* _WORK ITEM_
Find every line below with the string "centre" and pick it out.

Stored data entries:
↓↓↓

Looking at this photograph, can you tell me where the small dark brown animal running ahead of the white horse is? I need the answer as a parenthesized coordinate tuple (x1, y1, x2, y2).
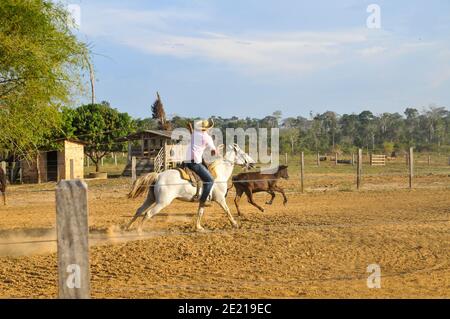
(233, 165, 289, 215)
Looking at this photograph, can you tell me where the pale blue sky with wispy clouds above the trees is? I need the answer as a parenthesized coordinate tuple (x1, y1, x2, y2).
(70, 0, 450, 117)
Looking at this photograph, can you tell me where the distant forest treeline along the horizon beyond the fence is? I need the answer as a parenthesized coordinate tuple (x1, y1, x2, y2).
(135, 106, 450, 154)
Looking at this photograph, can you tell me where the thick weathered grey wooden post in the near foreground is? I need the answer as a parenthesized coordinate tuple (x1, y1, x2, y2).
(56, 180, 90, 299)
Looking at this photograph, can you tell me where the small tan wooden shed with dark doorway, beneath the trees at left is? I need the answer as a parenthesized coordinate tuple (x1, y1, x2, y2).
(20, 139, 86, 183)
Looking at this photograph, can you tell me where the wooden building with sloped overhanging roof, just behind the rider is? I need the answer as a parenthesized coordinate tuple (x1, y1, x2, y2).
(118, 130, 186, 176)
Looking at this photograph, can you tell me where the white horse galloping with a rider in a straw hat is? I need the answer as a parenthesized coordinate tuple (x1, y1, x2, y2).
(127, 144, 255, 231)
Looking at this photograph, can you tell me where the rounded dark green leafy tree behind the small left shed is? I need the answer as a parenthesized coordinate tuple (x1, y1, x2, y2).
(63, 102, 135, 172)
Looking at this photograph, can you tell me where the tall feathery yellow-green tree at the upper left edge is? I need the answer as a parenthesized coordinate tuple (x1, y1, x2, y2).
(0, 0, 87, 158)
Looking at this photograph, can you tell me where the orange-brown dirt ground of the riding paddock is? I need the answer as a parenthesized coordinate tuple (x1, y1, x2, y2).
(0, 175, 450, 298)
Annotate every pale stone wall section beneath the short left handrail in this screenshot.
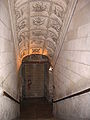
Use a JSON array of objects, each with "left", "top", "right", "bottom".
[{"left": 0, "top": 96, "right": 20, "bottom": 120}]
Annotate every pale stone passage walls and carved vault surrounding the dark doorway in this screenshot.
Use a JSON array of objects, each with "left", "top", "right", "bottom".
[{"left": 0, "top": 0, "right": 90, "bottom": 120}]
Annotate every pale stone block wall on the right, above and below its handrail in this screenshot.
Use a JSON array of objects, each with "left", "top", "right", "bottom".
[{"left": 54, "top": 0, "right": 90, "bottom": 120}]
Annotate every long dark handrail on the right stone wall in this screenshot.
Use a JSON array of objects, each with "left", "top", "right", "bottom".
[{"left": 53, "top": 88, "right": 90, "bottom": 103}]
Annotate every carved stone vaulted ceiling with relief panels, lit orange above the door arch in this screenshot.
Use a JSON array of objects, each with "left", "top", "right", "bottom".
[{"left": 9, "top": 0, "right": 68, "bottom": 59}]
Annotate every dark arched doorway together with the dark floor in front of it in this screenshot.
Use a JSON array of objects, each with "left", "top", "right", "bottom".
[{"left": 20, "top": 55, "right": 53, "bottom": 120}]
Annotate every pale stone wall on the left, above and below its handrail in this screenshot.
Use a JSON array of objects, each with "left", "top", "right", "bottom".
[{"left": 0, "top": 0, "right": 19, "bottom": 120}]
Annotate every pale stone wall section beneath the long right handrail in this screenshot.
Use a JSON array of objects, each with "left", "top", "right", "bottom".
[{"left": 54, "top": 93, "right": 90, "bottom": 120}]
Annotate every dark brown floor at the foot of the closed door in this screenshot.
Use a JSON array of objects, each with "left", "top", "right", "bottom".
[{"left": 15, "top": 98, "right": 54, "bottom": 120}]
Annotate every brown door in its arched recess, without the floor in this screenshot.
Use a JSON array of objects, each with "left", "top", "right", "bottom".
[{"left": 20, "top": 54, "right": 53, "bottom": 99}]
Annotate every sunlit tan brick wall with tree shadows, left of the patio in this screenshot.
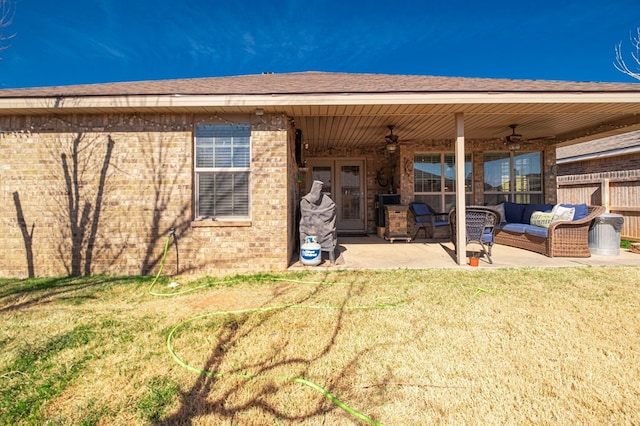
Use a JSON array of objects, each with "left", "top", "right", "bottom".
[{"left": 0, "top": 114, "right": 293, "bottom": 277}]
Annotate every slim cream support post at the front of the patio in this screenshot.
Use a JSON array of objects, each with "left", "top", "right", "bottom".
[{"left": 455, "top": 112, "right": 467, "bottom": 265}]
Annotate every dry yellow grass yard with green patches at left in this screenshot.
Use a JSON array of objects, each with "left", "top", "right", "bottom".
[{"left": 0, "top": 267, "right": 640, "bottom": 425}]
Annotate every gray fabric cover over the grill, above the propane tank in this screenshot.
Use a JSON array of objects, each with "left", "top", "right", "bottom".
[{"left": 300, "top": 180, "right": 337, "bottom": 251}]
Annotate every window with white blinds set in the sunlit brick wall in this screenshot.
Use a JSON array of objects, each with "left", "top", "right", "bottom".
[{"left": 194, "top": 124, "right": 251, "bottom": 219}]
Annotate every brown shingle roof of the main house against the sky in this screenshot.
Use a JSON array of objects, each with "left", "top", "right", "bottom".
[{"left": 0, "top": 72, "right": 640, "bottom": 98}]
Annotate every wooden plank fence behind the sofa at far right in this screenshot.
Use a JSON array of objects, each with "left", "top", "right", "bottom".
[{"left": 558, "top": 175, "right": 640, "bottom": 241}]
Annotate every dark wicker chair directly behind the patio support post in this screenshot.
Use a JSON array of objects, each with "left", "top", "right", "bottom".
[{"left": 449, "top": 206, "right": 500, "bottom": 263}]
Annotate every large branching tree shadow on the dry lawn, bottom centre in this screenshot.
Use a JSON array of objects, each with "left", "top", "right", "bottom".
[{"left": 153, "top": 285, "right": 375, "bottom": 426}]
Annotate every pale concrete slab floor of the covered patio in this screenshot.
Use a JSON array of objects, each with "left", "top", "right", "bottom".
[{"left": 289, "top": 235, "right": 640, "bottom": 270}]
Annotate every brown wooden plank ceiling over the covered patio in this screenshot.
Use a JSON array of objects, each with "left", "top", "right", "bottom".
[{"left": 286, "top": 103, "right": 640, "bottom": 150}]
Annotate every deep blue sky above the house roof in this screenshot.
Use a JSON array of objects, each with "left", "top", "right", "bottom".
[{"left": 0, "top": 0, "right": 640, "bottom": 88}]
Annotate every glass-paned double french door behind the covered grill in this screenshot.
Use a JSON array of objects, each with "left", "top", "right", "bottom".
[{"left": 307, "top": 159, "right": 367, "bottom": 232}]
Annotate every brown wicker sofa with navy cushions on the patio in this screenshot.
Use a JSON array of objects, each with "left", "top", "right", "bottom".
[{"left": 494, "top": 203, "right": 605, "bottom": 257}]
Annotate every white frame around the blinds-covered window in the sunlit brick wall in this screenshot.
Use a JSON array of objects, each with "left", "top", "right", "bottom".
[{"left": 193, "top": 123, "right": 253, "bottom": 222}]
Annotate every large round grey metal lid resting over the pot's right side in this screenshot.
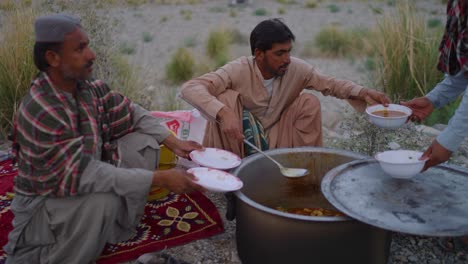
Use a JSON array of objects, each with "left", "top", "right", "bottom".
[{"left": 321, "top": 159, "right": 468, "bottom": 236}]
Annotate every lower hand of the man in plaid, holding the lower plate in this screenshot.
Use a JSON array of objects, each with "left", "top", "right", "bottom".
[{"left": 152, "top": 168, "right": 206, "bottom": 193}]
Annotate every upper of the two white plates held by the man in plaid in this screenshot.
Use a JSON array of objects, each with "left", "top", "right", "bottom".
[{"left": 190, "top": 148, "right": 241, "bottom": 170}]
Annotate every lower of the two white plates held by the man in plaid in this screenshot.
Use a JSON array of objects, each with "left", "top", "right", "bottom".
[{"left": 187, "top": 167, "right": 244, "bottom": 192}]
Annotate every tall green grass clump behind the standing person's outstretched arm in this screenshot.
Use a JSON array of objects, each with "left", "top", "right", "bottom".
[{"left": 373, "top": 1, "right": 457, "bottom": 124}]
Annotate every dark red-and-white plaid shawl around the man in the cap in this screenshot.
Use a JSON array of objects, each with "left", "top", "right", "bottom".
[{"left": 13, "top": 73, "right": 133, "bottom": 197}]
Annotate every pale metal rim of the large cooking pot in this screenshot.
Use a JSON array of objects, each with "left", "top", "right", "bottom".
[{"left": 231, "top": 147, "right": 369, "bottom": 222}]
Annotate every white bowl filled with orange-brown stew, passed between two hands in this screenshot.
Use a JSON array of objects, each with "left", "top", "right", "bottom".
[{"left": 366, "top": 104, "right": 412, "bottom": 128}]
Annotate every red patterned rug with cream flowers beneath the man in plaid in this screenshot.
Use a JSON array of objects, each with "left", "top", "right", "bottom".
[{"left": 0, "top": 160, "right": 224, "bottom": 264}]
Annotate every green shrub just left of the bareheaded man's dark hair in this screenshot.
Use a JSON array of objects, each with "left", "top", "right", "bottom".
[{"left": 206, "top": 28, "right": 232, "bottom": 66}]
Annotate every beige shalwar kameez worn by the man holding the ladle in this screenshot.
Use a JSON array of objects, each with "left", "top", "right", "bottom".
[{"left": 181, "top": 57, "right": 365, "bottom": 157}]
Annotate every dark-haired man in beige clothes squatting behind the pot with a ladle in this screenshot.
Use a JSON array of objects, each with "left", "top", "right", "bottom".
[{"left": 181, "top": 19, "right": 390, "bottom": 157}]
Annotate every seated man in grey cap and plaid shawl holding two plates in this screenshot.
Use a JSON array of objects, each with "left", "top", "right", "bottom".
[{"left": 4, "top": 14, "right": 204, "bottom": 263}]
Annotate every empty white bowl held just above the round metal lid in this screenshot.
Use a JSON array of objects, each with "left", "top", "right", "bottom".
[{"left": 375, "top": 150, "right": 426, "bottom": 179}]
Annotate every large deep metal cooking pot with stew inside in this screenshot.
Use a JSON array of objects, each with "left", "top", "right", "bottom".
[{"left": 232, "top": 147, "right": 391, "bottom": 264}]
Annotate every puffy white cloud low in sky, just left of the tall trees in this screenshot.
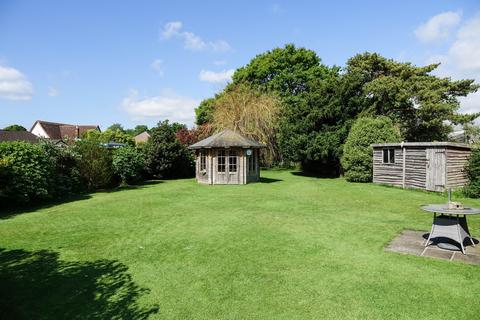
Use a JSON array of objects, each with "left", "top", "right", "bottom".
[{"left": 122, "top": 90, "right": 200, "bottom": 125}]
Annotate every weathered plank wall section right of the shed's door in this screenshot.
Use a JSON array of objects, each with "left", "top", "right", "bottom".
[{"left": 446, "top": 148, "right": 471, "bottom": 188}]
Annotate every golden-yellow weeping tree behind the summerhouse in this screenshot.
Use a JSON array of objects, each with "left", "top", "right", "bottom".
[{"left": 212, "top": 85, "right": 281, "bottom": 166}]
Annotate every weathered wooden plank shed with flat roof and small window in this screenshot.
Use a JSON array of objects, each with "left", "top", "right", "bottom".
[{"left": 372, "top": 142, "right": 471, "bottom": 191}]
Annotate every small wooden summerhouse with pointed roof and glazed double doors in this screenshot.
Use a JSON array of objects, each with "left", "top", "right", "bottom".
[{"left": 189, "top": 129, "right": 265, "bottom": 184}]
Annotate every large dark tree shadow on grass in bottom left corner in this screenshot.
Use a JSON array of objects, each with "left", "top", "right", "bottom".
[{"left": 0, "top": 249, "right": 158, "bottom": 319}]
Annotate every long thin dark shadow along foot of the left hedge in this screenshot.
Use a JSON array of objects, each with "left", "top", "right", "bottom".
[{"left": 0, "top": 180, "right": 162, "bottom": 220}]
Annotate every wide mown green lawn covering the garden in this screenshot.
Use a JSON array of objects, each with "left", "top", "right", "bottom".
[{"left": 0, "top": 171, "right": 480, "bottom": 319}]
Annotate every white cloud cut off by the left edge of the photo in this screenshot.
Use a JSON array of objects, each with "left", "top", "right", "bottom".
[{"left": 0, "top": 66, "right": 33, "bottom": 100}]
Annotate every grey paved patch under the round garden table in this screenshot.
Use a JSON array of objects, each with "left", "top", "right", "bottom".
[{"left": 385, "top": 230, "right": 480, "bottom": 264}]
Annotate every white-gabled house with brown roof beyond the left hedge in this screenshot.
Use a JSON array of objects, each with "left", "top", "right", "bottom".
[{"left": 30, "top": 120, "right": 100, "bottom": 141}]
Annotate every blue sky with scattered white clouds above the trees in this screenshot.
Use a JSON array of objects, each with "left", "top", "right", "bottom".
[{"left": 0, "top": 0, "right": 480, "bottom": 129}]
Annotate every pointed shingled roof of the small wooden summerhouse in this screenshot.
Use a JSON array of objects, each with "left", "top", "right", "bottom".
[{"left": 188, "top": 129, "right": 265, "bottom": 149}]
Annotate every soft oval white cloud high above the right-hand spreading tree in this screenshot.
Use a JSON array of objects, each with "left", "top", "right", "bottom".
[{"left": 415, "top": 11, "right": 462, "bottom": 42}]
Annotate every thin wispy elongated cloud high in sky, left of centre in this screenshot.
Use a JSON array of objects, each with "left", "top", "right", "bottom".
[{"left": 160, "top": 21, "right": 232, "bottom": 52}]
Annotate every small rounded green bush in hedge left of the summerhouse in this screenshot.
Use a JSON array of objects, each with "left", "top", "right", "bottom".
[{"left": 112, "top": 147, "right": 145, "bottom": 184}]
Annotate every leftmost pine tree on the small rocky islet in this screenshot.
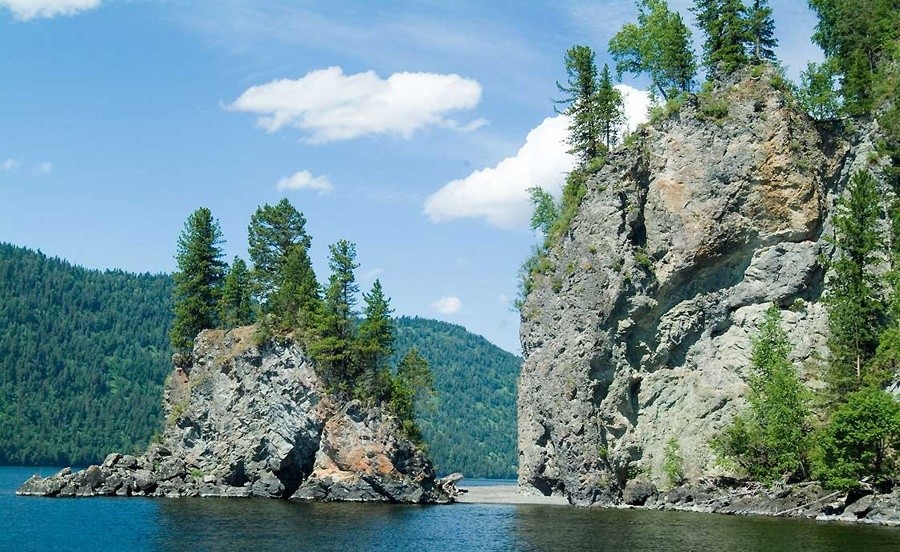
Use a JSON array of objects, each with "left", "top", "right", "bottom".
[{"left": 170, "top": 207, "right": 225, "bottom": 351}]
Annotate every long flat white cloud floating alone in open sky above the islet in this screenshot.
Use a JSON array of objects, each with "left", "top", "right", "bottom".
[{"left": 227, "top": 67, "right": 485, "bottom": 144}]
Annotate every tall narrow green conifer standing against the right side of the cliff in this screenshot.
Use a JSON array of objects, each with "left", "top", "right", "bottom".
[{"left": 825, "top": 171, "right": 883, "bottom": 398}]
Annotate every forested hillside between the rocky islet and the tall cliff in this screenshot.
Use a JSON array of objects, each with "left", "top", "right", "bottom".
[{"left": 393, "top": 317, "right": 521, "bottom": 478}]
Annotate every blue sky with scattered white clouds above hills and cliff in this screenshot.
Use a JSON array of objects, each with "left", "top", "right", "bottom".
[{"left": 0, "top": 0, "right": 821, "bottom": 352}]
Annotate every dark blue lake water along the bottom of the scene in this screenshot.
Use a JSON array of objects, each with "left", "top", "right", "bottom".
[{"left": 0, "top": 467, "right": 900, "bottom": 552}]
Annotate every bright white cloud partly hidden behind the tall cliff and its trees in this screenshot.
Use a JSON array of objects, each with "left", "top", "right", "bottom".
[{"left": 425, "top": 84, "right": 650, "bottom": 228}]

↑↑↑

* _RESPONSE TO THE EXERCISE_
Annotate every large branching tree shadow on the dry lawn, bottom centre in this screenshot.
Annotate every thin wispy elongated cloud high in sky, left of centre in this screenshot.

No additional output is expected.